*** TEXT EXCERPT Section Begins ***
Providing Nesting Materials for Your Orioles

Orioles don’t like to build nests in birdhouses — and that’s part of their charm.

Orioles build nests of exotic designs in trees. And each kind of oriole has its favorite trees for nesting purposes.

  • Baltimore Orioles are the Orioles most common in the eastern United States and southeastern Canada. In the north, they like to build their nests in maples, oaks, poplars, and weeping willows. In the Midwest, they prefer maples, oaks, poplars, and weeping willows, plus birches. In the South, Baltimore Orioles build their nests in sycamores, pecans, and live oaks.
  • Bullock’s Oriole builds its nests in sycamores, pecans, live oaks, mesquite, and any tree that has mistletoe. They love to build nests in the middle of mistletoe. In California, these Orioles build nests in any kind of fruit tree.
  • Orchard Orioles, as you might guess, build their nests in orchard trees. They also like magnolias and long-leaf pines. In Texas, they are partial to hackberries.
  • Hooded Orioles are also partial to mistletoe, but they often build nests in palm trees.
  • In Texas, Scott’s Oriole almost always builds its nest in yucca plants. Audubon’s Oriole prefers mesquite trees. The Spot-Breasted Oriole in southeast Florida builds nests in local exotic tropical trees.

If you don’t have the right kind of tree for your Orioles, it may feed in your backyard but build its nest in a tree at your neighbor’s.

But if you have the right tree for an oriole’s nest, you can give them nest-building materials. Orioles appreciate soft string, yarn, strips of cloth, and plant fibers.

Keep fishing line away from Orioles. They will become very frustrated trying to cut it with their beaks.
*** TEXT EXCERPT Section Ends ***
*** AVAILABLE DATA Section Begins ***
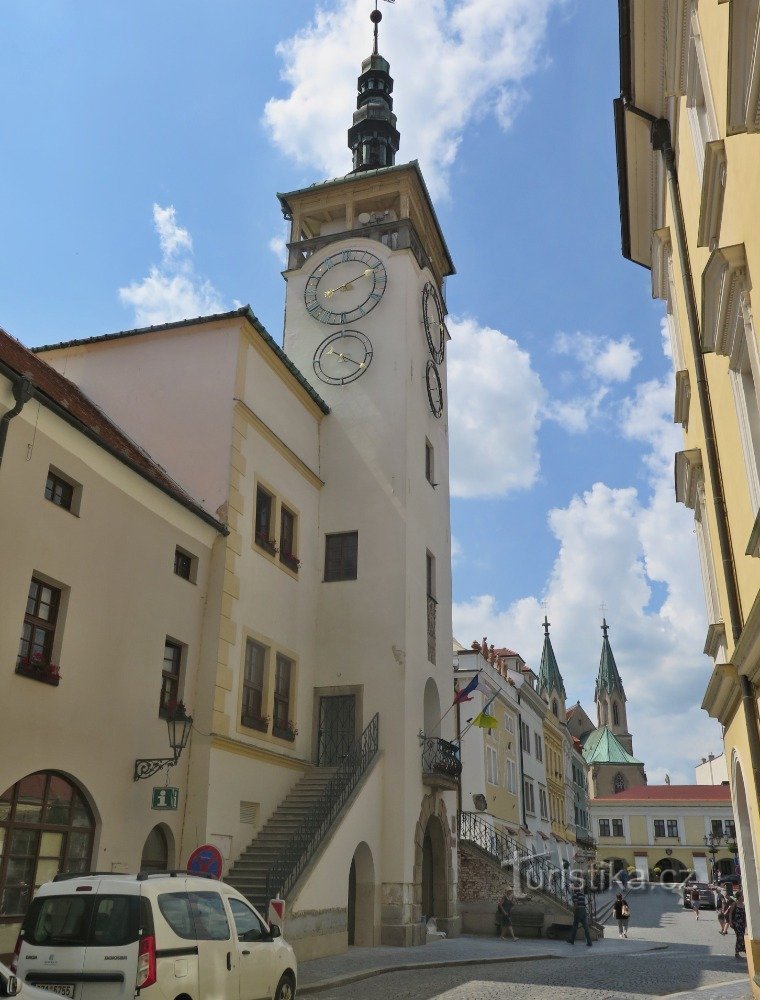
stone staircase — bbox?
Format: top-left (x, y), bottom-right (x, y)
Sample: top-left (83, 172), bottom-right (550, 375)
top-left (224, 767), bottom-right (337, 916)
*** AVAILABLE DATA Section Ends ***
*** AVAILABLE DATA Section Begins ***
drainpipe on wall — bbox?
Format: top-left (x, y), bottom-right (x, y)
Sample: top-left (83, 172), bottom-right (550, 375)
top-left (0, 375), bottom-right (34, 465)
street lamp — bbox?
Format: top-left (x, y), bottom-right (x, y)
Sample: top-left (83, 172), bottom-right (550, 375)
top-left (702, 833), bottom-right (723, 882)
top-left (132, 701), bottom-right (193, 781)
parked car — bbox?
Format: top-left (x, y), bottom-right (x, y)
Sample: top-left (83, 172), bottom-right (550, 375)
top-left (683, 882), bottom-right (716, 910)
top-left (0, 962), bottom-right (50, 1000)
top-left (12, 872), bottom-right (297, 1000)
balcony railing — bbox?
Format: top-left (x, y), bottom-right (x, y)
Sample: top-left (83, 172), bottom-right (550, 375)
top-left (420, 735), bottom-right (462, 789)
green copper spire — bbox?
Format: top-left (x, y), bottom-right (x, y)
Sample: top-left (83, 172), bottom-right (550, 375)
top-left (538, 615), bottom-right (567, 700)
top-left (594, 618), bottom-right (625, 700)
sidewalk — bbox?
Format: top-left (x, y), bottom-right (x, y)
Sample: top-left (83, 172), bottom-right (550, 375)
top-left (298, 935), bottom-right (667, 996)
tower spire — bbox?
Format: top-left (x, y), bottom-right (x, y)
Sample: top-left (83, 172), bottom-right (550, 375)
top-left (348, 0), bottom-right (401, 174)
*** AVAILABLE DATA Section Ends ***
*** AVAILABLE DATA Section Begins ***
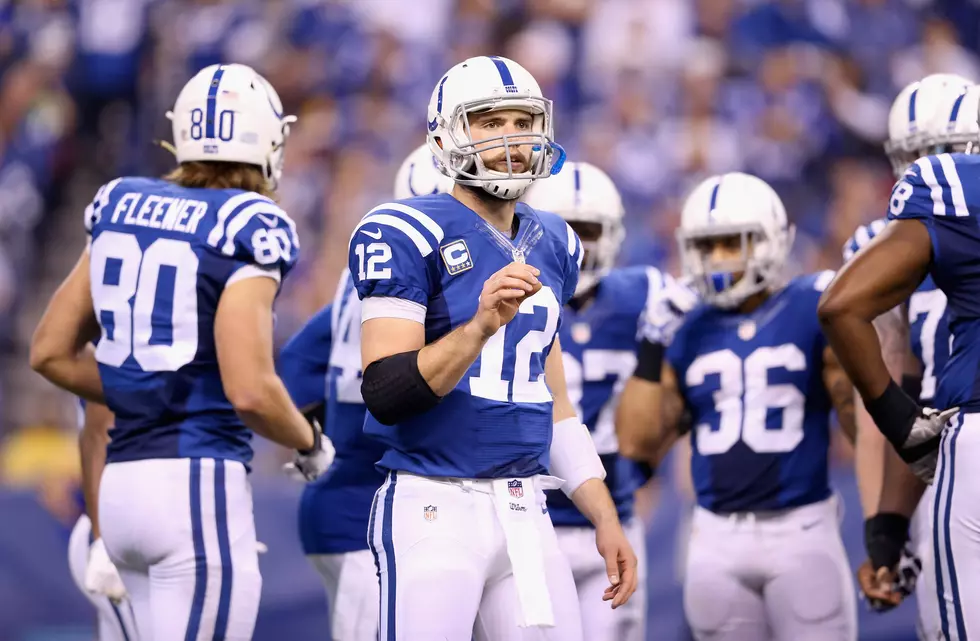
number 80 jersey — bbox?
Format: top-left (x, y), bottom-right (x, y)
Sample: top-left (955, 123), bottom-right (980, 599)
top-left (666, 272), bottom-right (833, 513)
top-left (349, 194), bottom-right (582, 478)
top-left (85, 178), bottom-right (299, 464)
*** AVAILABLE DATA Section Ends ***
* REQUIRED WORK:
Write out, word for word, the part of the oriole nesting text that opens with the words "Orioles don’t like" and closes with "and live oaks.".

* TASK RESULT:
Orioles don’t like to build nests in birdhouses — and that’s part of their charm.

Orioles build nests of exotic designs in trees. And each kind of oriole has its favorite trees for nesting purposes.

  • Baltimore Orioles are the Orioles most common in the eastern United States and southeastern Canada. In the north, they like to build their nests in maples, oaks, poplars, and weeping willows. In the Midwest, they prefer maples, oaks, poplars, and weeping willows, plus birches. In the South, Baltimore Orioles build their nests in sycamores, pecans, and live oaks.